EXERCISE TASK: Leave every picture out and write out the records below exactly.

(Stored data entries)
— Start —

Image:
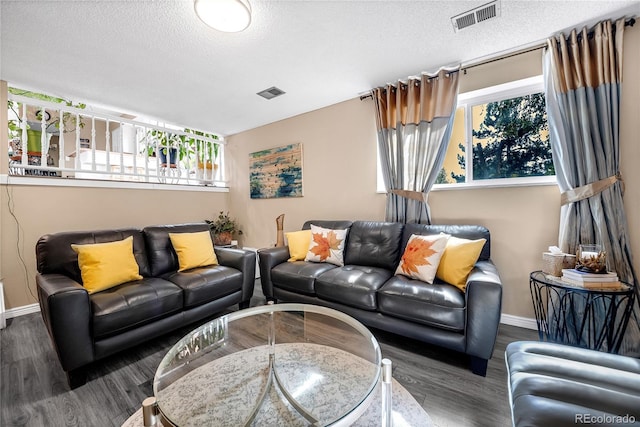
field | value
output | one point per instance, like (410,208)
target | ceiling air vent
(475,16)
(271,93)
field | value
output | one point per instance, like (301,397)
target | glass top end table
(283,364)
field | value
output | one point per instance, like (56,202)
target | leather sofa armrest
(484,306)
(242,260)
(269,258)
(66,311)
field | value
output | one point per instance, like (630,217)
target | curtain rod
(541,45)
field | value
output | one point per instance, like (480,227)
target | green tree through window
(512,140)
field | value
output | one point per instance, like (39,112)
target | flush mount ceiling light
(230,16)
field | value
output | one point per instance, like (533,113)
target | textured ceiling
(157,58)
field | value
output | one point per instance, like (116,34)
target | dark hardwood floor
(33,389)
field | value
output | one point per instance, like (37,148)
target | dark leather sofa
(366,288)
(88,327)
(555,385)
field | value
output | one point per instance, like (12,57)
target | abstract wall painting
(276,172)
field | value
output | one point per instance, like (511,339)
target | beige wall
(41,210)
(339,147)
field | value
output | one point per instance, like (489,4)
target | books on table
(582,279)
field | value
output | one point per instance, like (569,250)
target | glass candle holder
(591,258)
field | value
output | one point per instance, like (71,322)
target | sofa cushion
(471,232)
(162,258)
(439,305)
(374,244)
(133,304)
(298,276)
(353,285)
(55,256)
(203,284)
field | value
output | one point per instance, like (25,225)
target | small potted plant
(222,228)
(169,147)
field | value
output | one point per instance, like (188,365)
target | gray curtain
(583,78)
(414,122)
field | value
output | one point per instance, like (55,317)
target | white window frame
(467,100)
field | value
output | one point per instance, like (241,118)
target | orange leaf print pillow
(421,256)
(327,245)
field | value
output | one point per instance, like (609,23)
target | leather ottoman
(557,385)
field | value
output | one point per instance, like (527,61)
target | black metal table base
(587,318)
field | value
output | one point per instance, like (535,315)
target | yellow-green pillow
(458,260)
(193,249)
(105,265)
(298,242)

— End —

TASK ANSWER:
Image:
field | value
output | one point per instance, like (410,208)
target | ceiling air vent
(475,16)
(271,93)
field | value
output | one point per instance, like (301,397)
target | glass top end table
(283,364)
field | value
output | one point per instance, like (56,202)
target | leather sofa armrest
(484,306)
(242,260)
(269,258)
(66,311)
field | value
output | one point per instance, like (630,217)
target | curtain rod
(541,45)
field | value
output | one point per instance, like (480,227)
target | green tree through window
(512,140)
field | value
output | one point per instance, like (39,112)
target | flush mount ceiling light
(230,16)
field | value
output | one point per instance, like (533,113)
target | textured ceiling
(157,58)
field | value
output | one point per instance, like (116,34)
target | dark hardwood floor
(33,389)
field | value
output | one point per instance, like (37,148)
target | dark leather sofa
(366,288)
(88,327)
(555,385)
field | value
output | one point per instance, like (12,57)
target | abstract wall painting
(276,172)
field | value
output | one point per instance, like (511,339)
target | beige wall
(41,210)
(339,147)
field | value
output | one point per instance, like (489,4)
target | books on table
(582,279)
field | value
output | one point per instance, like (569,250)
target | glass candle holder
(591,258)
field | value
output | one point per instance, like (71,322)
target | sofa cushion
(471,232)
(162,258)
(439,305)
(374,244)
(133,304)
(298,276)
(353,285)
(55,256)
(203,284)
field | value
output | one point per instance, like (25,225)
target | small potted plant
(222,228)
(169,147)
field | value
output | one point per instance, like (188,365)
target | gray curtain
(583,78)
(414,122)
field | value
output | one point per instance, like (55,317)
target | white window frame
(467,100)
field | value
output | one point per instance, like (241,118)
target | orange leaf print pillow
(421,256)
(327,245)
field | value
output | one point per instance, like (609,23)
target | leather ottoman
(557,385)
field | value
output | one point per instance, like (527,61)
target | black metal table base
(587,318)
field | value
output | one point per instance, like (535,315)
target | yellow-green pillow
(458,260)
(193,249)
(105,265)
(298,242)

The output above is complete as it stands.